> **Exercise description**:
Your reply should be an exact copy of every entry, with the pictures removed.

#####

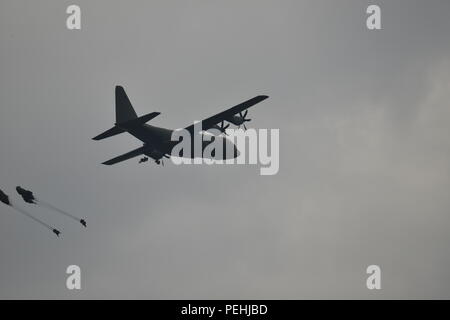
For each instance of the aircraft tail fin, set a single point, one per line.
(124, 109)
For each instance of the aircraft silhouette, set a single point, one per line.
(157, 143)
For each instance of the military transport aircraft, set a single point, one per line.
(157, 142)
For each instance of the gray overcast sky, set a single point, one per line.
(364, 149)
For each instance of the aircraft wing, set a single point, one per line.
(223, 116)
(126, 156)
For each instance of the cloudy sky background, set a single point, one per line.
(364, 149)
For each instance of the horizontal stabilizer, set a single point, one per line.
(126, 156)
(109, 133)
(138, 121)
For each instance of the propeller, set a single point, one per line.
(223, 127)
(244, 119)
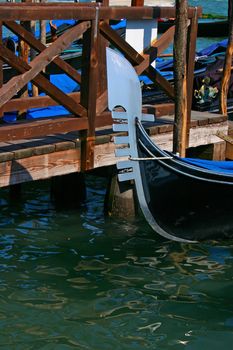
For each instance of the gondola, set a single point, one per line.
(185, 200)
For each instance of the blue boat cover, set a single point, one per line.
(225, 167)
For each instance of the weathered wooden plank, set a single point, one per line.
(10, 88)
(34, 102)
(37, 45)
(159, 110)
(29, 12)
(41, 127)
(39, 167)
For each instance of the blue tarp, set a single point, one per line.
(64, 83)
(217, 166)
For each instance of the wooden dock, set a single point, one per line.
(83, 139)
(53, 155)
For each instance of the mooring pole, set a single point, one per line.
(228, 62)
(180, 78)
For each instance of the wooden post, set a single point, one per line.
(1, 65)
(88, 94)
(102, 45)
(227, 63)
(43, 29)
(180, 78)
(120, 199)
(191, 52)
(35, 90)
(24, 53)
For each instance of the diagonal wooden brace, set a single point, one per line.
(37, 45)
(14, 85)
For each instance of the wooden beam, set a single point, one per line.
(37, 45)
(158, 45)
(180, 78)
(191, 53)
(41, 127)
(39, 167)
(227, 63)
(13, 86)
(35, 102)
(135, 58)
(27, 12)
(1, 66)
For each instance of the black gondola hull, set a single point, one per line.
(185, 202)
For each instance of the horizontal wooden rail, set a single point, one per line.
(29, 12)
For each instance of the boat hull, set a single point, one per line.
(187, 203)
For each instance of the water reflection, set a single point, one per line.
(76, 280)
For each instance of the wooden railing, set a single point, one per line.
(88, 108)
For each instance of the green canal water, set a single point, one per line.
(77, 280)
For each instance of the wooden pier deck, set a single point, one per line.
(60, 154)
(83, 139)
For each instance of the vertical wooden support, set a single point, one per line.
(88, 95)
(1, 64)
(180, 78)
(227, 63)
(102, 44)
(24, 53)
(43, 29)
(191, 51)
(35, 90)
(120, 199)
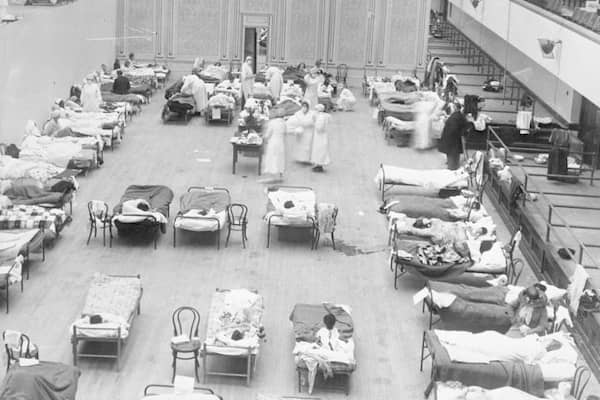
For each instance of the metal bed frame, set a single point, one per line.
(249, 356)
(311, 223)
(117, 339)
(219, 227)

#####

> **Task response**:
For each instance of the aircraft tail fin, set a single point, one per line.
(124, 109)
For each instance of the aircraft silhouette, set a single point, one per line.
(157, 143)
For each instance of the military transport aircraft, set a single point, one per line.
(157, 142)
For each instance of the gray overcast sky, set a single point, one per line.
(364, 149)
For each instance of the aircraft wing, set a single point, one per line.
(223, 116)
(126, 156)
For each instance of the cloudy sky background, set a single point, one per line.
(364, 149)
For each instance of the horizontal stabilizer, set a single point, one per line.
(126, 156)
(109, 133)
(138, 121)
For each instance of the propeller, set a single point, one per line.
(223, 127)
(244, 119)
For each instance of the gondola, set a single point, one per line.
(185, 200)
For each instance of the blue boat cover, set a single point, one per line.
(225, 167)
For each instance of the weathered wooden plank, set a single point, one per line.
(10, 88)
(34, 102)
(37, 45)
(159, 110)
(29, 12)
(41, 127)
(39, 167)
For each instance of the blue tarp, set a single point, one per line.
(64, 83)
(217, 166)
For each instance of the wooden dock, set a single point, one per line.
(83, 139)
(53, 155)
For each instance of the mooring pole, set a single point, one per line.
(228, 62)
(180, 78)
For each instance of the wooden post, set a single point, one per line.
(1, 65)
(88, 94)
(102, 45)
(227, 63)
(43, 29)
(180, 78)
(120, 199)
(191, 52)
(35, 90)
(24, 53)
For each instance of the diagonal wooden brace, set a single point, one per line.
(37, 45)
(14, 85)
For each instance of the wooden beam, set a single point, one per line.
(37, 45)
(158, 45)
(180, 78)
(191, 53)
(41, 127)
(39, 167)
(227, 63)
(13, 86)
(35, 102)
(135, 58)
(27, 12)
(1, 66)
For each instance of the black gondola hull, set a single point, one per line.
(185, 202)
For each instance of the horizontal wooden rail, set a single point, one per line.
(29, 12)
For each instance of the boat hull, set a single point, one per line.
(187, 203)
For each instance of the water reflection, set a single point, one per line.
(76, 280)
For each instance of the wooden railing, set a single point, one per line.
(88, 108)
For each instance of the green canal water, set a single point, one per line.
(77, 280)
For each instance of the wooden pier deck, set a single point, one per line.
(60, 154)
(83, 139)
For each instance of the vertical wooden support, set a single point, one per line.
(88, 95)
(1, 64)
(180, 78)
(227, 63)
(102, 44)
(24, 53)
(43, 29)
(191, 51)
(35, 90)
(120, 199)
For each instance of the metal bed frame, set a single point, one per line.
(249, 356)
(311, 223)
(117, 339)
(219, 227)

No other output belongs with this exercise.